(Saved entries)
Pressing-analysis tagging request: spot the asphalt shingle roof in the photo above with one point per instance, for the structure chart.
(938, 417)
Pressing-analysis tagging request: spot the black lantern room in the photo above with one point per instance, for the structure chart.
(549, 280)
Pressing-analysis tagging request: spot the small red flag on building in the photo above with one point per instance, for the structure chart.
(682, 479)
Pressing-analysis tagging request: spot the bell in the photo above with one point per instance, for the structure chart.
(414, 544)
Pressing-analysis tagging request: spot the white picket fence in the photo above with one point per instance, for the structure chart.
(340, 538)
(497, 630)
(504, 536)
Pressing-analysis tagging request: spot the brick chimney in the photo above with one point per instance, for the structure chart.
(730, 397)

Description of the task:
Write the records out once more, exactly as shown.

Your response:
Pressing-analysis tagging request: spot the asphalt shingle roof in the photo above with one point per instance, for the structure chart.
(938, 417)
Pressing-analysis tagging request: spot the black lantern room in the photo above with one point per instance, for the structure chart.
(549, 280)
Pressing-analysis tagging request: spot the small red flag on building in the photo above with one point per instance, for the structure chart.
(682, 479)
Pressing-analysis tagging request: spot the bell in the photo above with one point per instance, for the structure chart.
(414, 544)
Pressing-analysis tagging request: spot the white picket fence in the photo above with one point per instance, for the structure chart.
(340, 538)
(497, 630)
(504, 536)
Pressing-analysis tagging request: spot the brick chimney in the photo above with one point per instance, for the structure chart.
(730, 397)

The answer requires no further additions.